Problem to work on: Your answer should consist of all lines in the listing that hold the word "instance".

Records supplied:
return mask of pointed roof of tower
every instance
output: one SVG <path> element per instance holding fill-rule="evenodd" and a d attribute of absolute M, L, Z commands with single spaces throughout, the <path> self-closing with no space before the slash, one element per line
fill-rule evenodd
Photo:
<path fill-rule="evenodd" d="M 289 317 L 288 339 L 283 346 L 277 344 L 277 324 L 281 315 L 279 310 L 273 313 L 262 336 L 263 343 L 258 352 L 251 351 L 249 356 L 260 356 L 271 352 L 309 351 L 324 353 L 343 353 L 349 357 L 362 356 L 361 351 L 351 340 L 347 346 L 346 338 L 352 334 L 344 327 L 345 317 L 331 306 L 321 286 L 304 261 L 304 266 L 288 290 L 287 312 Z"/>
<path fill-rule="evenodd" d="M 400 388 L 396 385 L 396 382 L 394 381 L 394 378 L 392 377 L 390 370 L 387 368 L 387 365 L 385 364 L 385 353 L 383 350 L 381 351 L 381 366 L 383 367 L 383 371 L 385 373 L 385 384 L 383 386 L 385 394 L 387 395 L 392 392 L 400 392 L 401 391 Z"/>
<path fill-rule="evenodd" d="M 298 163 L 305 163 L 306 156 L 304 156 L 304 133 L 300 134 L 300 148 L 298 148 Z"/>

Answer space:
every instance
output: one SVG <path> element per instance holding fill-rule="evenodd" and a d attribute of absolute M, L, Z commands with single spaces throughout, the <path> self-closing with no space before the slash, one element per line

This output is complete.